→ **Work request**: In the entries that follow, the first line to write out is the one containing "Q: Provide one point on every instance of the roof", and the last is the one containing "Q: Provide one point on every instance of the white plaster". Reproduce that stretch exactly, with nothing before or after it.

→ **Supplied records**:
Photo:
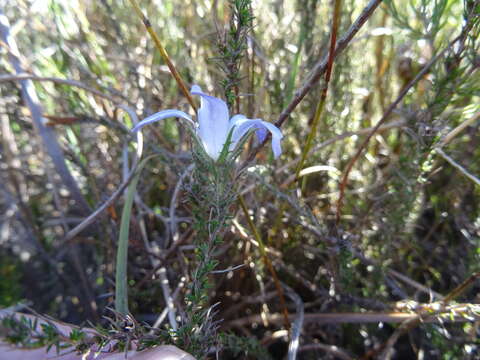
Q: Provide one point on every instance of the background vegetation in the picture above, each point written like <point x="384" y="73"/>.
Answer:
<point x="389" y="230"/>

* * *

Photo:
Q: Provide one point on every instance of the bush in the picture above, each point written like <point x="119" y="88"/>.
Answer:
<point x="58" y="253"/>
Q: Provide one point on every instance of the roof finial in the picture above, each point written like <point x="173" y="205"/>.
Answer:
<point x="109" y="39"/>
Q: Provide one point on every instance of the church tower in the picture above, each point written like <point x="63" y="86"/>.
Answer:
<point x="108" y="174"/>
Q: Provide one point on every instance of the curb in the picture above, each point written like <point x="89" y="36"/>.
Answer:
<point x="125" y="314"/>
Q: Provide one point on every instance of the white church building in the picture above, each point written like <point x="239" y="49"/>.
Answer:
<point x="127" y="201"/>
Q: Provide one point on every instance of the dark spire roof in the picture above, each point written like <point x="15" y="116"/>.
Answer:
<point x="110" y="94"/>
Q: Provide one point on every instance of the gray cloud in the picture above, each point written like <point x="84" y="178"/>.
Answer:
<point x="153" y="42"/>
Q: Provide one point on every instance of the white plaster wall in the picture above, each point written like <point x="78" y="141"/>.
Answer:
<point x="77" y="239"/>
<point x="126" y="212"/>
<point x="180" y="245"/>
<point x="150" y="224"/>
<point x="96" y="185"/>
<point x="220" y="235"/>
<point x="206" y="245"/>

---

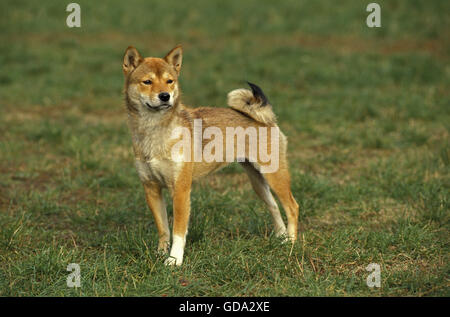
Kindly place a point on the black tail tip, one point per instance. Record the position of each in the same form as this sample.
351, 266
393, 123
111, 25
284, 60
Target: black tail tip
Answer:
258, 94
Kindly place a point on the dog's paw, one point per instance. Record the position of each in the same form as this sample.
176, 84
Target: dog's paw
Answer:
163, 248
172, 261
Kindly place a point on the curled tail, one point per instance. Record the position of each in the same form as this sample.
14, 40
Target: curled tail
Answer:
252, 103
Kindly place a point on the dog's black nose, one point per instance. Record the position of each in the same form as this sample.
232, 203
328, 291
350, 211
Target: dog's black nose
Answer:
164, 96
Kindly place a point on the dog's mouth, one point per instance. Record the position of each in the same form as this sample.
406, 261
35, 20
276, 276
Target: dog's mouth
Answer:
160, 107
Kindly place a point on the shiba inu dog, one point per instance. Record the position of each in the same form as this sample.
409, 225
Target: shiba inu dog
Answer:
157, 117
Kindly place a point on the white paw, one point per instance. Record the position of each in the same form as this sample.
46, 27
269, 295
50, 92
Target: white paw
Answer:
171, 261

→ **Expected answer**:
Q: Provide one point on every instance of the roof finial in the picture above, each point written like <point x="173" y="205"/>.
Answer:
<point x="109" y="39"/>
Q: Provide one point on every instance of the church tower in the picture above, each point written like <point x="63" y="86"/>.
Answer:
<point x="108" y="174"/>
Q: Provide one point on every instance of the curb in the picture above, each point written like <point x="89" y="36"/>.
Answer:
<point x="125" y="314"/>
Q: Provide one point on every instance of the white church building in the picture above, each point written like <point x="239" y="49"/>.
Answer:
<point x="127" y="201"/>
Q: Provide one point on every instance of the dark spire roof in the picture above, each point written like <point x="15" y="116"/>.
Answer:
<point x="110" y="94"/>
Q: Provide one point on every instance of the gray cloud in the picture above, each point written like <point x="84" y="178"/>.
Answer:
<point x="153" y="42"/>
Q: Provide one point on every instance of the white plaster wall in the picture above, each point written like <point x="78" y="141"/>.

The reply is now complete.